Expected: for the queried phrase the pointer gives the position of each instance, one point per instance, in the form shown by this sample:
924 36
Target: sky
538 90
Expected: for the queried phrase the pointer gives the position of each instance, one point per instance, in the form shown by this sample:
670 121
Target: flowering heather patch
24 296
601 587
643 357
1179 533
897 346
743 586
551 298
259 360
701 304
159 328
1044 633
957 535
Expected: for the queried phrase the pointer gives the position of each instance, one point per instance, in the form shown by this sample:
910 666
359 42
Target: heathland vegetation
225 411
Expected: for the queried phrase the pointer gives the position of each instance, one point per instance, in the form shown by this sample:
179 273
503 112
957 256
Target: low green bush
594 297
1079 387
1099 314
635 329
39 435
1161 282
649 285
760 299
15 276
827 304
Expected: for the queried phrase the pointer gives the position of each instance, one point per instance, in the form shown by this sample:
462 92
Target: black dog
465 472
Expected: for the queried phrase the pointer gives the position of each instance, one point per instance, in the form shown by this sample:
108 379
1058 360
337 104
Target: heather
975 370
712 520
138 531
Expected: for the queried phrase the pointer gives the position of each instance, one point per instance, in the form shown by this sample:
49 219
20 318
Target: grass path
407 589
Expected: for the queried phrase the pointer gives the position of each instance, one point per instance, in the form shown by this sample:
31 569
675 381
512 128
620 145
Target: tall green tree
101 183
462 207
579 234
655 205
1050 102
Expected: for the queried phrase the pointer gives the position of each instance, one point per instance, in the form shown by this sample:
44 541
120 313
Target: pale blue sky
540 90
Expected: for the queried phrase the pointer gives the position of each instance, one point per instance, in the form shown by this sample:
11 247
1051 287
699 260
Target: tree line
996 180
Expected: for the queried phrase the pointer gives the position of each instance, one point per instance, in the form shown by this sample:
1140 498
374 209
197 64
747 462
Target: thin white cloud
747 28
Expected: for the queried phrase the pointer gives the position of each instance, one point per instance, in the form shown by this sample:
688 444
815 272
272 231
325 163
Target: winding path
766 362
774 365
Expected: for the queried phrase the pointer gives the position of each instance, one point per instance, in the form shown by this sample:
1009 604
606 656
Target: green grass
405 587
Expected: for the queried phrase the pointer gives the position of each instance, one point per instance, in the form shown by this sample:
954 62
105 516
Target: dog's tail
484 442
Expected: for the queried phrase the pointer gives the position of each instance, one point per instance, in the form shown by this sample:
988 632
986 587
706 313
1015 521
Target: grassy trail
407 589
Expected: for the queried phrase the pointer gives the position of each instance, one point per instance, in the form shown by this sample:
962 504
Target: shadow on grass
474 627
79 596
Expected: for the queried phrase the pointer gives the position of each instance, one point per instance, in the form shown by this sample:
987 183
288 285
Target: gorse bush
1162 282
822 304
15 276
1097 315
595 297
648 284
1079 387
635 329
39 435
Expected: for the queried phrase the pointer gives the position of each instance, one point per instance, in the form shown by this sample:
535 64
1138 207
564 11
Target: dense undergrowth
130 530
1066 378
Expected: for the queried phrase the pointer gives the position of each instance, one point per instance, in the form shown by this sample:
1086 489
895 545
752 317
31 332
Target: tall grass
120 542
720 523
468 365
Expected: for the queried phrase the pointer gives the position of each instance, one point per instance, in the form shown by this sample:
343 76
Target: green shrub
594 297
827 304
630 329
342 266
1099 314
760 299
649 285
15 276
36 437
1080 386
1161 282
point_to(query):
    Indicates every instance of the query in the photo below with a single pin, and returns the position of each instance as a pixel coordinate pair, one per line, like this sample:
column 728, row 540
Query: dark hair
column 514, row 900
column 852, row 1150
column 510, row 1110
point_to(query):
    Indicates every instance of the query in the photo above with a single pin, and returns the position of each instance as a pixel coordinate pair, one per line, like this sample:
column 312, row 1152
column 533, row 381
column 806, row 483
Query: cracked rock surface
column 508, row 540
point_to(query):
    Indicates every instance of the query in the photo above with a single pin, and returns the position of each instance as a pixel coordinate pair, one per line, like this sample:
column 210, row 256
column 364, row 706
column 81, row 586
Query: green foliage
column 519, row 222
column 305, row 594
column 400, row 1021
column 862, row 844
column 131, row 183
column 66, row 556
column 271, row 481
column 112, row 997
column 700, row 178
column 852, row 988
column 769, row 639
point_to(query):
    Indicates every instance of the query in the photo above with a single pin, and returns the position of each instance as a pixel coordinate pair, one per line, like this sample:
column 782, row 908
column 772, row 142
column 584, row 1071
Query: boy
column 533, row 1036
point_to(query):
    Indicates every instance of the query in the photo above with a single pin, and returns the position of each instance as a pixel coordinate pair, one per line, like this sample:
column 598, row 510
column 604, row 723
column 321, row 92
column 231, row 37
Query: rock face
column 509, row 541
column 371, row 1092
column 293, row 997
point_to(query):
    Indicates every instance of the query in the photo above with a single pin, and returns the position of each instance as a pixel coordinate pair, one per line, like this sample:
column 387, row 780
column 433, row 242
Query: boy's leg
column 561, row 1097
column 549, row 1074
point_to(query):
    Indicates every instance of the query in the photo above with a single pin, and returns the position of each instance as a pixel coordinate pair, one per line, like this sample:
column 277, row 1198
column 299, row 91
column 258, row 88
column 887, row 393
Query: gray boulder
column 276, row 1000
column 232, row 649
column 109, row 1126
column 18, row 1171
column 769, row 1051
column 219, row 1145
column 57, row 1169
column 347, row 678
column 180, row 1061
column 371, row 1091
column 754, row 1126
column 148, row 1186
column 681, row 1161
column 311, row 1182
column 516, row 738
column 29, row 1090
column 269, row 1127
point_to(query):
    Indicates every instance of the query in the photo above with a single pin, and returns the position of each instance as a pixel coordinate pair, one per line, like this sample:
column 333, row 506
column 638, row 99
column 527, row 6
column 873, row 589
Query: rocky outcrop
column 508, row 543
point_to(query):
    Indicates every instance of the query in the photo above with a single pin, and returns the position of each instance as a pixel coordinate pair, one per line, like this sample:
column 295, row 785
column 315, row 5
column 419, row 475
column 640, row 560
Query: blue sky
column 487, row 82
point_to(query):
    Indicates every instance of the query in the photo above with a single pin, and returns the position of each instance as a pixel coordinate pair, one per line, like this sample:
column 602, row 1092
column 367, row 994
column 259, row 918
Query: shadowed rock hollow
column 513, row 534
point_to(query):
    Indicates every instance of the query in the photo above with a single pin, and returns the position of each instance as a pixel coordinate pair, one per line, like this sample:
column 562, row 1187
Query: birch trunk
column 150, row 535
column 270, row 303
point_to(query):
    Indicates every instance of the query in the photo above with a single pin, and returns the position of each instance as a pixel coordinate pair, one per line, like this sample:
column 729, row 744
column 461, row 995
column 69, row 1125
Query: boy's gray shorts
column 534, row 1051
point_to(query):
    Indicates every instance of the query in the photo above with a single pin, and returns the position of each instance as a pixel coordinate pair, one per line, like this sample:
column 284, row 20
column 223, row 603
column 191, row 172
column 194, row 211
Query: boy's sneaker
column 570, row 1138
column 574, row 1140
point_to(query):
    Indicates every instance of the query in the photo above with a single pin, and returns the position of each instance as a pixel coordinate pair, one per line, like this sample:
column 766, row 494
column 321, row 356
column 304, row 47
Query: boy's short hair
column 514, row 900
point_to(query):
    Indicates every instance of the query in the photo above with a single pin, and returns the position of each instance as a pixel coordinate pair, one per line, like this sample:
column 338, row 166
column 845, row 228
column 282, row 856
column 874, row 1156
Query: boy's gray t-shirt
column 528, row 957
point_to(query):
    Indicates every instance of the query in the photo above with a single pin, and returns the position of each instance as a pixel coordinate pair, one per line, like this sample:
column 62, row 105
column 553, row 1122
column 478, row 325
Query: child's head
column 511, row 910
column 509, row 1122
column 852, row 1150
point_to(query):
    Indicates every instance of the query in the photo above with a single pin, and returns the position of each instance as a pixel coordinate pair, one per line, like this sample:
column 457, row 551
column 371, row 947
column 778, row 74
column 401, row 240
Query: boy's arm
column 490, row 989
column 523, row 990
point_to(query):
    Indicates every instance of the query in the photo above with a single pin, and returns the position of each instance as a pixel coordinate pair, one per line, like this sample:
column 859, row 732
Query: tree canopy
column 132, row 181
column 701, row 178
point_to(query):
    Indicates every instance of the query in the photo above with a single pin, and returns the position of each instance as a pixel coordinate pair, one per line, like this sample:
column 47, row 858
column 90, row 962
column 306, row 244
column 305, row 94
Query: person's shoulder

********

- **Task objective**
How many lines in the listing above contain the string "tall"? Case matters. Reply with the number only.

- **Exercise result**
2